[Start of Supplied information]
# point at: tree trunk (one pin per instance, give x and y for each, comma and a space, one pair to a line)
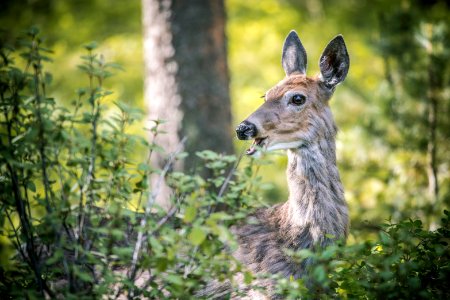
186, 77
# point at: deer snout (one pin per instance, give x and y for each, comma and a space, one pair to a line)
246, 131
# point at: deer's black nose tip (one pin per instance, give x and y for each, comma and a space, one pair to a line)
246, 131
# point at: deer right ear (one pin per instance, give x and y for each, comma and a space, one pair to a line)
334, 62
294, 55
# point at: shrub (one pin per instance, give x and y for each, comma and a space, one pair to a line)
79, 219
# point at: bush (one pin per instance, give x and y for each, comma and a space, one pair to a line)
79, 219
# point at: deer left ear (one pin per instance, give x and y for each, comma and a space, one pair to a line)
334, 62
294, 55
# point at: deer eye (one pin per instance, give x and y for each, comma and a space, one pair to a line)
298, 99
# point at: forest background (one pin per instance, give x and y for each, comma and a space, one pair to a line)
392, 111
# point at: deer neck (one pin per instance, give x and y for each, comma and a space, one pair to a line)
316, 204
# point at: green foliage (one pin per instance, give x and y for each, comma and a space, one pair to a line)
72, 194
403, 262
79, 219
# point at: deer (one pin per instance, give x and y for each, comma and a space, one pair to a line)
296, 117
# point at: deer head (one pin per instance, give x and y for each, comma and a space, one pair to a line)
295, 112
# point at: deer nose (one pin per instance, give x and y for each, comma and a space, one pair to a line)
246, 130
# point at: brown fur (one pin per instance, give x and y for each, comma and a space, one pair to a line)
315, 213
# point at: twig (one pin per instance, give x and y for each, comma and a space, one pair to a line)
149, 205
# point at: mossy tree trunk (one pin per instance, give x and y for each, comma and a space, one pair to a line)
186, 76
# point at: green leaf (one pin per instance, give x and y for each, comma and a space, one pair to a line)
197, 236
189, 214
31, 186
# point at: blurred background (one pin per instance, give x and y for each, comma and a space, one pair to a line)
392, 110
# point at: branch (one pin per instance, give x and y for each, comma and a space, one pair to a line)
141, 236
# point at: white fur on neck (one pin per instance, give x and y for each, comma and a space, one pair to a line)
284, 146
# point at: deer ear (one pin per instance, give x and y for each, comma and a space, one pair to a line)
294, 55
334, 62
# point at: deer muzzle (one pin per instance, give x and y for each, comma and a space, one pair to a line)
246, 131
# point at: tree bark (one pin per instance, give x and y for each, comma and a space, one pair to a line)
186, 77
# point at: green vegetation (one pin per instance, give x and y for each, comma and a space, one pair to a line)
78, 216
74, 162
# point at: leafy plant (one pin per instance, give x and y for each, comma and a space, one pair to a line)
79, 219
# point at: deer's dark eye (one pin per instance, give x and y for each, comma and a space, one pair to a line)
298, 99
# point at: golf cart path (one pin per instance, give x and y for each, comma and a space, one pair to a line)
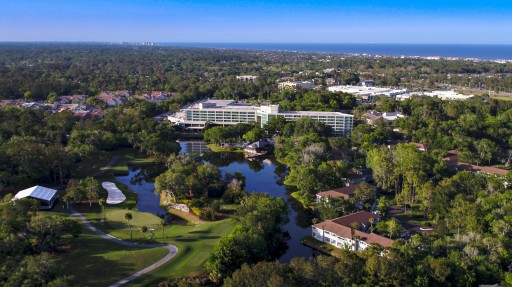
[End of Supplied information]
Stated task: Pull out each line in the rows above that contains the word "tree", and copy those lines in full.

Right answer:
# point at: tree trunk (one pin per instance, give x and y for each, comma and a space, one pair to a line)
# point at: mossy tree trunk (one pin per instance, give x and y for each, comma and a space, one pair to a line)
# point at: tree bark (one pin per instance, give x and y for each, comma and a space, one pair to a line)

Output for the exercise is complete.